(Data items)
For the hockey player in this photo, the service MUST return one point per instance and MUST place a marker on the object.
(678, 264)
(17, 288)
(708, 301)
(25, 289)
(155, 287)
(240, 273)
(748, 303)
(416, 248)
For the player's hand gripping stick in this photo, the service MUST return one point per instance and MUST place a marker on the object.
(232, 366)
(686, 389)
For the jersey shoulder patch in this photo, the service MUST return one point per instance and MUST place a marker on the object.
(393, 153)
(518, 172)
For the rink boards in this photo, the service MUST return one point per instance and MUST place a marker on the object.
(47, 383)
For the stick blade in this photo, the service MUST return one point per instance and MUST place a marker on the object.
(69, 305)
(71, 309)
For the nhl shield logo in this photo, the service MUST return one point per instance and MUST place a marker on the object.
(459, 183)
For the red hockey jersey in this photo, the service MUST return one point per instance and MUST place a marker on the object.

◆ **GOAL**: Swap each "MUST" in the records for "SHALL" and keep every other part of the lines unchanged.

◆ **RESPONSE TO THE TASK**:
For the hockey player in this photo, the service SHALL return one point per instance and SHALL place a marker on the object.
(678, 264)
(17, 288)
(708, 301)
(25, 289)
(155, 287)
(240, 273)
(748, 303)
(416, 248)
For the player's hand gripping stick in this photo, the service SHALL return one point per instance and SHALL place a marker on the object.
(232, 366)
(686, 389)
For the jersey shoulder patch in this photo, the service SHALL return one point per instance and SHALL place a marker on the object.
(393, 153)
(518, 172)
For the rink boards in this photo, the service SHALL return one point per instance and SHALL place a marker on the object.
(47, 383)
For the stick blade in this photo, the service SHALL return one point per instance and SHALL place a marker on the object.
(69, 305)
(71, 309)
For the nhl shield logo in this photo, the service SHALL return one point per instance and SHALL place a marker on the object.
(459, 183)
For the red hockey jersey in this photo, the service SHALL return one point per instance and SHALL place a marker on the object.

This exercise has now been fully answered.